▶ Dataset excerpts:
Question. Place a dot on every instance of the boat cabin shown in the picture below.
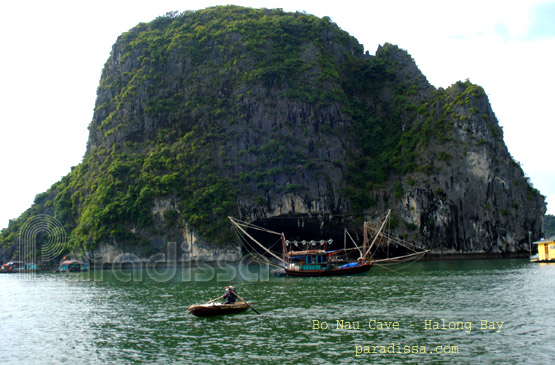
(546, 250)
(308, 260)
(73, 266)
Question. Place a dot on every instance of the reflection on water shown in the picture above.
(141, 315)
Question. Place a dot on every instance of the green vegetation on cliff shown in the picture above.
(255, 112)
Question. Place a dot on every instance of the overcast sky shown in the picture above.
(52, 54)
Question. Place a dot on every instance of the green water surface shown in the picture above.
(499, 311)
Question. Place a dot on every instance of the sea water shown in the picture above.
(462, 312)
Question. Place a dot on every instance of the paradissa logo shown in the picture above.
(52, 240)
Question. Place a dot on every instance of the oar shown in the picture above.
(250, 306)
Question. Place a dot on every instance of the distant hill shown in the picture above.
(283, 119)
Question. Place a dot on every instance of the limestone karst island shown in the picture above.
(282, 120)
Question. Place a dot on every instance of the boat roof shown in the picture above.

▶ Work request: Without the pictures, repeat all the records word for word.

▶ Output of the task:
Question. Place a dot on every instance of the boat cabin shown in the picture below.
(546, 250)
(308, 260)
(73, 266)
Question. Place a dot on every instance of the reflection on water shown in the picture above.
(141, 315)
Question. Place a dot on every instance of the green vegetation on cliff shown in the picture above.
(255, 112)
Question. Place a dot on every instance of the overcast sky shown in the picture above.
(52, 54)
Question. Place a dot on every instance of the green water surface shown in the picture above.
(499, 311)
Question. Place a dot on every instance of the sea water shown in the picture above.
(462, 312)
Question. Place a dot on every instance of the paradissa logo shown in the picture above.
(52, 240)
Question. Place a dot on every instance of the oar shown in the picture above.
(250, 306)
Question. Place a dot on every instance of the distant hill shown in the picture above.
(283, 119)
Question. Place a dot on every instance of the limestone karst island shown in the picture above.
(282, 120)
Question. Place a dot on every instance of the boat roof shown in the picture above.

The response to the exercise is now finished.